Given instruction ::
Locate the line containing "the woman with" in the material below; repeat it and every line after it, exactly as written.

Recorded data
■ ■ ■ ■
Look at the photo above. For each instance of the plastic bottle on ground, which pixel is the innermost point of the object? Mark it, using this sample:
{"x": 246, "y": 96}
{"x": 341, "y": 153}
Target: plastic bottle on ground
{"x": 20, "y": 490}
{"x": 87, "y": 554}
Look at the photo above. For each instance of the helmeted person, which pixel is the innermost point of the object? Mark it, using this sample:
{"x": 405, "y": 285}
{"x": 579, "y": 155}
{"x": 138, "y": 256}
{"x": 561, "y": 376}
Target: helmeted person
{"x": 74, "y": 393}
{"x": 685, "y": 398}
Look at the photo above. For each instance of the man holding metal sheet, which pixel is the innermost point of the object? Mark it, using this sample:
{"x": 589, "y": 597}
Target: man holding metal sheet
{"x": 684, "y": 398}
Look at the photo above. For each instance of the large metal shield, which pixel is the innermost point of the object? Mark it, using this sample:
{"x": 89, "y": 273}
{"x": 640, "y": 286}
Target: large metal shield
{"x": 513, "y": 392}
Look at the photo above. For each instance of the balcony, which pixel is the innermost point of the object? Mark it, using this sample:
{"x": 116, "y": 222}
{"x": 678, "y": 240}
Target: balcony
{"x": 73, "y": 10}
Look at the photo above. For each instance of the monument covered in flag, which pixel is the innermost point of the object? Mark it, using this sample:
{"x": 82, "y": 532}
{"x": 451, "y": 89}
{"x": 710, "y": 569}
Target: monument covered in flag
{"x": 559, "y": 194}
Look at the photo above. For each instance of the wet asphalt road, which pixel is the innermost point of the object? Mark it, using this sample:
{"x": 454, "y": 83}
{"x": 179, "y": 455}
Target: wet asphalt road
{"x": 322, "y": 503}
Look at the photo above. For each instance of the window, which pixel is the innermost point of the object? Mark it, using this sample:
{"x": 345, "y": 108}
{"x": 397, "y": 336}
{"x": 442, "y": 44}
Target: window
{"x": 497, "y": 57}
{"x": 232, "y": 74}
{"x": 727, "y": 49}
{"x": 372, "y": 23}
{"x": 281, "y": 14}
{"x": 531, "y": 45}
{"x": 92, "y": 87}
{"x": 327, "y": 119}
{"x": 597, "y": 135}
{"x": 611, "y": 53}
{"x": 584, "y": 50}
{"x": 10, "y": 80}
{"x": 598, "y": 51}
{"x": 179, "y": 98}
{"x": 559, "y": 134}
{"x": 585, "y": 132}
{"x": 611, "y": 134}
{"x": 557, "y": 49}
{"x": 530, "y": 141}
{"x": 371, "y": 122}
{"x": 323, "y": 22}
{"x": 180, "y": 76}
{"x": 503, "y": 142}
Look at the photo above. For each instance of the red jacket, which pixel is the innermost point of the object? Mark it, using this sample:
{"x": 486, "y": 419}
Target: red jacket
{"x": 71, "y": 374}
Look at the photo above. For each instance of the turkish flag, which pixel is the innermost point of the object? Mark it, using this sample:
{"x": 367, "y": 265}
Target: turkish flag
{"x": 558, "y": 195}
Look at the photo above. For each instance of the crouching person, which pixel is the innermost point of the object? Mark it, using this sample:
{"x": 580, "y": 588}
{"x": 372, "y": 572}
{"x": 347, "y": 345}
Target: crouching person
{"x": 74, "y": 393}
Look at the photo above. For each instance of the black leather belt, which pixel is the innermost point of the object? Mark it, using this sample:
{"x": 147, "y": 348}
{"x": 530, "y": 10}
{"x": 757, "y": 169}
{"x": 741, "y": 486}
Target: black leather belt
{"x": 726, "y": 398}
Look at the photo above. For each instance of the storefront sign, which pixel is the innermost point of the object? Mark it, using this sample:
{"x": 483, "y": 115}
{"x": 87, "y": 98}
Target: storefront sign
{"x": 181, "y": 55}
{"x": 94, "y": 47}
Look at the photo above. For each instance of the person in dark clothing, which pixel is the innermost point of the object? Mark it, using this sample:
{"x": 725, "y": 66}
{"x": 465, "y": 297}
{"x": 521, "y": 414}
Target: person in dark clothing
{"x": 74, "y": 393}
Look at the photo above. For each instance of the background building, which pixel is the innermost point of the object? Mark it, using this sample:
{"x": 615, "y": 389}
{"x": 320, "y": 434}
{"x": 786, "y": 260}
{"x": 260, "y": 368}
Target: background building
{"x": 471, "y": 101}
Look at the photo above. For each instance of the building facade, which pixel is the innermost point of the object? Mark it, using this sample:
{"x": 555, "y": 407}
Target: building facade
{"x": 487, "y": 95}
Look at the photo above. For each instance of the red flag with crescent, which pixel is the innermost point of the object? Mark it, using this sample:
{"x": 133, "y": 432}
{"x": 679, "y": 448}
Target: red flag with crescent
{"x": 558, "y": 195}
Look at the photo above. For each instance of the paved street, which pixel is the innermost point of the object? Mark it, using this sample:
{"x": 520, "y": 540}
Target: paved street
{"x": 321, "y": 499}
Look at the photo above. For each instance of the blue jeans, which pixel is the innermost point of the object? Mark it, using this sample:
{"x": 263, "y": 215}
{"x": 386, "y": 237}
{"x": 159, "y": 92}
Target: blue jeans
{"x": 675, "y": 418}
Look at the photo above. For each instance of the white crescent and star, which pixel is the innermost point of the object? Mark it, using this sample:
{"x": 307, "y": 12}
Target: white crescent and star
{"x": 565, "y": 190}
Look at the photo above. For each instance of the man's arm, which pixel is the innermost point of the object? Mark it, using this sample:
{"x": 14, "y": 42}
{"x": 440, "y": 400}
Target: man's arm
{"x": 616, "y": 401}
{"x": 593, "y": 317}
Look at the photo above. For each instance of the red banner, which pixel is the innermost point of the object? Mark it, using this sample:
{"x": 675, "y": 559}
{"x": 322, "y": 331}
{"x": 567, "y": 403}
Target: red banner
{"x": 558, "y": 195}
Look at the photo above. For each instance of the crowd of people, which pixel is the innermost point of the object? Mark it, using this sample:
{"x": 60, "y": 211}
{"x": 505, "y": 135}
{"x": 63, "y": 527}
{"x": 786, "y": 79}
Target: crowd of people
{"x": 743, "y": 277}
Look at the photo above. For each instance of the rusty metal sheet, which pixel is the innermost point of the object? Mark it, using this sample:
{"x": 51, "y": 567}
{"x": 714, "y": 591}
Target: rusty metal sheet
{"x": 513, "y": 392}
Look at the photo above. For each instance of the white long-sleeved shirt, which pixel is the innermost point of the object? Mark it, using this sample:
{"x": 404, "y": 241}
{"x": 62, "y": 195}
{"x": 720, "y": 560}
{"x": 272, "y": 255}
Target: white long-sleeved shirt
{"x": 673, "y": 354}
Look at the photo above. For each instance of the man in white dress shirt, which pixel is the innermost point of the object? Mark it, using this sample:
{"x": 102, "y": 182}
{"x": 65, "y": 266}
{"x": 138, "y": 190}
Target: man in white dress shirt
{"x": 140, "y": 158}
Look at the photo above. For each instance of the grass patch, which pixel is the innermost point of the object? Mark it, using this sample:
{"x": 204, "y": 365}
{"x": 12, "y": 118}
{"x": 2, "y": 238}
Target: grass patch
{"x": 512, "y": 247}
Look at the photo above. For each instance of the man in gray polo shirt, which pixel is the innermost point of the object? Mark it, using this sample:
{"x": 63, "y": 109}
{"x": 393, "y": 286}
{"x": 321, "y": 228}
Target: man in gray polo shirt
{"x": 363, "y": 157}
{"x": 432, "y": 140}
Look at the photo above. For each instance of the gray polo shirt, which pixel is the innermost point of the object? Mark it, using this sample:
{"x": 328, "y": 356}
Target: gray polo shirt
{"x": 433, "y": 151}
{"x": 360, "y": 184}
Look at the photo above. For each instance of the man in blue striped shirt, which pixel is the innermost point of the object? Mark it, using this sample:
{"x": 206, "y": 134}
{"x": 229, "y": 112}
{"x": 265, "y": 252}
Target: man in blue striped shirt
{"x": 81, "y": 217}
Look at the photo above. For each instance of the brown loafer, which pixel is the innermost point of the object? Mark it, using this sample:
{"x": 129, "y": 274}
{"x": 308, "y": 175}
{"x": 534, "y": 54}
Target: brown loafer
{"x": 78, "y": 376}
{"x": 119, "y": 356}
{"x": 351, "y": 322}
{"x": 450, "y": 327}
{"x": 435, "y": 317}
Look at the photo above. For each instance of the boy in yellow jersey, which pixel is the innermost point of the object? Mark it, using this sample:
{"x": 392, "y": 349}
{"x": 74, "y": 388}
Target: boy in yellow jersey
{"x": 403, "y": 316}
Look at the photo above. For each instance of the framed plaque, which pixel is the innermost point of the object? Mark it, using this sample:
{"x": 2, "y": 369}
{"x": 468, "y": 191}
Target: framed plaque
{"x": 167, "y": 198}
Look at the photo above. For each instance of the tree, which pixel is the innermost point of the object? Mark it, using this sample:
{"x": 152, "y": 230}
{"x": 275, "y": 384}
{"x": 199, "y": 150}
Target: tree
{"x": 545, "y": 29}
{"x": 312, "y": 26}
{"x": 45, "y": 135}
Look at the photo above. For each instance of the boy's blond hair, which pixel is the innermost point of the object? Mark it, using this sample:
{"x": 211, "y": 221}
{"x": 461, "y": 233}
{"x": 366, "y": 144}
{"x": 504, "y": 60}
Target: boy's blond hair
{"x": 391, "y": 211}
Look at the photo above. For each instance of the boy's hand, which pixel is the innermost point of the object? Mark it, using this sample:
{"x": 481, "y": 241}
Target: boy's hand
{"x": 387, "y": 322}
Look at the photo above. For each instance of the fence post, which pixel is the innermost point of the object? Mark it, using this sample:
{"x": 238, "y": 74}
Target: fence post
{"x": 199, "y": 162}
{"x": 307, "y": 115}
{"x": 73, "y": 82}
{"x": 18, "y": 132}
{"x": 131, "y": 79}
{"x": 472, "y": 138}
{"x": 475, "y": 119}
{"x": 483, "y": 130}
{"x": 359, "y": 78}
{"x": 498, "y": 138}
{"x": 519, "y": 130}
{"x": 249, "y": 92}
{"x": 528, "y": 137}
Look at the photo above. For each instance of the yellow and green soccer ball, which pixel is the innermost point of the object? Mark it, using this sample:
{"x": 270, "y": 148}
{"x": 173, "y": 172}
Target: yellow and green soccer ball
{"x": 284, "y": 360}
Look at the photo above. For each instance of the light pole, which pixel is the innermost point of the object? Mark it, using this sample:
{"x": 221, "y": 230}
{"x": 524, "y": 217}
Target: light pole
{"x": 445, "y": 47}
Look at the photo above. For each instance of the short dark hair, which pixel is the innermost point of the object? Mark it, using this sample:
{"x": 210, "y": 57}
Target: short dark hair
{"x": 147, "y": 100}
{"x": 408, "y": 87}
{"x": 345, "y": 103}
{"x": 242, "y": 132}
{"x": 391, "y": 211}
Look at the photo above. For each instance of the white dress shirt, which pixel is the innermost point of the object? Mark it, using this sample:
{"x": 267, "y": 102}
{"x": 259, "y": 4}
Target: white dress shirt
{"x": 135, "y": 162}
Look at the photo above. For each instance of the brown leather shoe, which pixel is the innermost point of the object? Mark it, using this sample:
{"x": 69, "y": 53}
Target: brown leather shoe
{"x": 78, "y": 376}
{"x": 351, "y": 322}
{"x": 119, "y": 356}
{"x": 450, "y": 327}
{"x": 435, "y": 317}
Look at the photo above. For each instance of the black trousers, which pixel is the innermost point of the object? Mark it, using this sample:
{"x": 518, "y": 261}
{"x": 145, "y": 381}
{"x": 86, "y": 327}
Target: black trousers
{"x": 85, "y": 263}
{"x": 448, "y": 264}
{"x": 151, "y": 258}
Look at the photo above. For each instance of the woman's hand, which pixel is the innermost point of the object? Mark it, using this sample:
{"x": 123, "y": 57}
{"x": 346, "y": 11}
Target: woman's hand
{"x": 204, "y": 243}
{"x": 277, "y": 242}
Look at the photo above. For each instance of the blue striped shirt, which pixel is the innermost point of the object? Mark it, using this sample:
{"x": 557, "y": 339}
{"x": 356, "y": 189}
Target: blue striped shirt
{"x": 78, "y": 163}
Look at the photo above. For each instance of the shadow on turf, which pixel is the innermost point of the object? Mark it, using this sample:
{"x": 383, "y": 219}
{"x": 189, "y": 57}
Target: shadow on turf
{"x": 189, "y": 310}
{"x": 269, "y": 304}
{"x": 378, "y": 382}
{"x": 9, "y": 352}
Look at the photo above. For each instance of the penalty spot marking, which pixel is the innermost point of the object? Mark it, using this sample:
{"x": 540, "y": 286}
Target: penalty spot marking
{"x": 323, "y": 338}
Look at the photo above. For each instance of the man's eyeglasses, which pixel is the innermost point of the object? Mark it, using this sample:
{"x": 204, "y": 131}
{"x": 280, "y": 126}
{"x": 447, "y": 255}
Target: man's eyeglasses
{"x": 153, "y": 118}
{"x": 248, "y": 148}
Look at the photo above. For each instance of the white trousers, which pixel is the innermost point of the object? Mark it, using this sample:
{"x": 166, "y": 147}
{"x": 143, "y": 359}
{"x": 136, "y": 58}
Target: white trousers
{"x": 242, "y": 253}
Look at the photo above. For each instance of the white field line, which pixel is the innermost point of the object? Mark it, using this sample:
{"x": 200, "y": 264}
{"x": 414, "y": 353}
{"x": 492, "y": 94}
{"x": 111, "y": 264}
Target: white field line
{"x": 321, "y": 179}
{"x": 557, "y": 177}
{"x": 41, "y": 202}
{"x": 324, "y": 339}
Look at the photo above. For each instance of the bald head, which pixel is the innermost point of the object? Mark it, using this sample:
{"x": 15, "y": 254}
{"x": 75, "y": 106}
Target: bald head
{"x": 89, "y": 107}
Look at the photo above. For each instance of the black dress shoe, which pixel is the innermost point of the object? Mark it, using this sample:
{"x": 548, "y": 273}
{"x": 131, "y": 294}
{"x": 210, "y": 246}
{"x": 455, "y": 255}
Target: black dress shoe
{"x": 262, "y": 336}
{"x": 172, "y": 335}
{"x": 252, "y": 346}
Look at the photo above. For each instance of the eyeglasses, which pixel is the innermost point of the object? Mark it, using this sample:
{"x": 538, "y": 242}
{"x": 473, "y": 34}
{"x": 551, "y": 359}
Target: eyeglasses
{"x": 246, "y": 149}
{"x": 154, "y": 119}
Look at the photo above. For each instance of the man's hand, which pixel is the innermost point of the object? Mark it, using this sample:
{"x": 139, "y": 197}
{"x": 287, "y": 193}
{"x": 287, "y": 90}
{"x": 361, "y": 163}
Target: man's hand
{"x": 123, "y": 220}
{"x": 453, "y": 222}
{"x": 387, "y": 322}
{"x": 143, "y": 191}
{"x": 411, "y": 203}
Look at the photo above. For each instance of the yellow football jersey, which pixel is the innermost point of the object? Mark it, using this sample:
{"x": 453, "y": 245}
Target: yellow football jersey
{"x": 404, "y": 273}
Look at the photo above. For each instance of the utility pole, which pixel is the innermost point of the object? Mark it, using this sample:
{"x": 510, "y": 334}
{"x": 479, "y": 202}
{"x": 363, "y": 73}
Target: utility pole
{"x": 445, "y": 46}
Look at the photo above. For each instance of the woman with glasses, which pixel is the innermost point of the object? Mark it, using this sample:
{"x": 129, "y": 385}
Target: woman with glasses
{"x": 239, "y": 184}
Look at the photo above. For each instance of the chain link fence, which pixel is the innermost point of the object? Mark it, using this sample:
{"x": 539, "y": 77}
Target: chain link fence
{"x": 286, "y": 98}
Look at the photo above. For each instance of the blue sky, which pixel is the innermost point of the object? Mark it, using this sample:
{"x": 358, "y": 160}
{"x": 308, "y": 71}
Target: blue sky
■ ■ ■ ■
Output for this task ::
Look at the photo above. For each instance of the woman with glasses, which pixel is the innermost point of the object? Mark it, using this sample:
{"x": 129, "y": 385}
Target: woman with glasses
{"x": 239, "y": 184}
Look at the photo above. For each instance of the chain link fence, which pixel is the innermost point of the object? Mark it, using this sample:
{"x": 539, "y": 77}
Target: chain link fence
{"x": 286, "y": 98}
Look at the photo above. For each instance of the blue sky, which pixel is the innermost point of the object? Mark it, using this sample:
{"x": 358, "y": 160}
{"x": 308, "y": 71}
Target: blue sky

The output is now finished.